_EXCERTO DA PÁGINA_.

Um direito de todos contra a prepotência de alguns

Os direitos fundamentais não são referendáveis. Alguém defende que se referende o direito à vida ou o direito ao trabalho?

O PÚBLICO, na sua edição de 10/07/2016, trouxe ao nosso conhecimento uma entrevista com Maria do Céu Patrão Neves (MCPN) a propósito do seu livro O Admirável Horizonte da Bioética. Estranhamente, a entrevistada fala da problemática da morte assistida (MA), mas sem apresentar razões ou argumentos que fundamentem a sua recusa da despenalização da eutanásia e do suicídio medicamente assistido, limitando-se a insistir no referendo e recusando a legitimidade de maiorias parlamentares tomarem uma decisão.

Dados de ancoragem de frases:
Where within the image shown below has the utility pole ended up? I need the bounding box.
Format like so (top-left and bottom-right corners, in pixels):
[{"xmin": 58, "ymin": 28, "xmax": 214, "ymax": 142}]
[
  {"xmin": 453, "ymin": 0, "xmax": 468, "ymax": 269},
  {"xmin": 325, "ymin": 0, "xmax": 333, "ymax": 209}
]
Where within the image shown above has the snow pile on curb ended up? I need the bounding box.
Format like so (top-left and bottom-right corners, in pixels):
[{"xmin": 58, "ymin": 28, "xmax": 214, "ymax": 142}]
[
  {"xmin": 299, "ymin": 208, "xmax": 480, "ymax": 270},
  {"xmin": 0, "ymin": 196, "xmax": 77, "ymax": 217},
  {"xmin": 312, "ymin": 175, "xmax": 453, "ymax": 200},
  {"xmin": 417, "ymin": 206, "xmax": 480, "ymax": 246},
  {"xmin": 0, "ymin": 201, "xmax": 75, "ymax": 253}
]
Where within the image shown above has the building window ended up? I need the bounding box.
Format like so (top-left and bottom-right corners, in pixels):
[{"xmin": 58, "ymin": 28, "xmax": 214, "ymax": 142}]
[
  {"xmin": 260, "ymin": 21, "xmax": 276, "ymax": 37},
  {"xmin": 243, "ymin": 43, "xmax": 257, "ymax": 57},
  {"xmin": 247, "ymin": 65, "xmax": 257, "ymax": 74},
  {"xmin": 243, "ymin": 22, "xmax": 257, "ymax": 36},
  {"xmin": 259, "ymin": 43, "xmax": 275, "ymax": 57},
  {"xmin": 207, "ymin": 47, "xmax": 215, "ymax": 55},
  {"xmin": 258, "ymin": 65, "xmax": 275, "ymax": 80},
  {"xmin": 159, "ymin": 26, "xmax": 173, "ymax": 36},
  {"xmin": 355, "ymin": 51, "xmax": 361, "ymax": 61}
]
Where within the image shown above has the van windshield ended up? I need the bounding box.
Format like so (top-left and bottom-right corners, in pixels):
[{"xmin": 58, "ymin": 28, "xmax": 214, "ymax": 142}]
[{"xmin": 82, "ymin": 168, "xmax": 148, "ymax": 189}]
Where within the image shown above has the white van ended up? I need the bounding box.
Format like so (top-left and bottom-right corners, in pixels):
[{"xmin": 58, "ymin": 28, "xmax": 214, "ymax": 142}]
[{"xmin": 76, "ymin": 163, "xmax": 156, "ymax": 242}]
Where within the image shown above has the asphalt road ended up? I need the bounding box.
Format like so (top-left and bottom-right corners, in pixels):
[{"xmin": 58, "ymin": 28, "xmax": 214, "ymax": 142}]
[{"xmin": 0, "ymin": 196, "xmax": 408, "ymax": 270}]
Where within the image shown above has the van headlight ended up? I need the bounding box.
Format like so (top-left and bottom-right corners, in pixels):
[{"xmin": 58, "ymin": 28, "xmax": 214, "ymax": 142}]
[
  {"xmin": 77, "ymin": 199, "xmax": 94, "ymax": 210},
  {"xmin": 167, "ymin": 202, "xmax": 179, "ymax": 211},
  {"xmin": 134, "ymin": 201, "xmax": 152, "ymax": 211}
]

_INSTRUÇÕES_.
1/ Atualize o trecho do artigo sobre a morte assistida que vai de "Um direito de" até "direito ao trabalho?", reescrevendo-o com "prepotência" trocado por "arrogância".
2/ Responda às perguntas sobre o artigo sobre a morte assistida:
(a) Em que edição do PÚBLICO saiu a entrevista com Maria do Céu Patrão Neves?
(b) Qual é o título do livro que motivou a entrevista?
(c) Em que a entrevistada se limita a insistir?
3/ Retome o artigo sobre a morte assistida a partir do ponto em que termina.

_RESPOSTAS DAS ATIVIDADES_.
1/
Um direito de todos contra a arrogância de alguns

Os direitos fundamentais não são referendáveis. Alguém defende que se referende o direito à vida ou o direito ao trabalho?

2/
(a) Na edição de 10/07/2016.
(b) O Admirável Horizonte da Bioética.
(c) No referendo.

3/
Mas, ainda assim, no muito pouco que diz, consegue distorcer o posicionamento do movimento Direito a Morrer com Dignidade, motivo pelo qual nos sentimos na obrigação de  escrever estas linhas.

MCPN afirma, e bem, que «Esta questão tem de ser debatida pela sociedade”. Mas, pasme-se, critica a iniciativa do movimento que precisamente lançou o debate porque “surgiu com um manifesto”.

MCPN esquece-se de dizer duas coisas. A primeira é que nunca, até à publicação do Manifesto, a despenalização da Morte Assistida tinha sido objecto de tão alargado debate. A segunda é que, existindo em Portugal múltiplas entidades dedicadas à ética, à bioética e às ciências da vida, incluindo aquelas onde MCPN intervém, elas nunca foram capazes ou quiseram abrir este debate. É por isso caricato ouvir MCPN lamentar-se da falta de discussão e criticar aqueles que a desencadearam.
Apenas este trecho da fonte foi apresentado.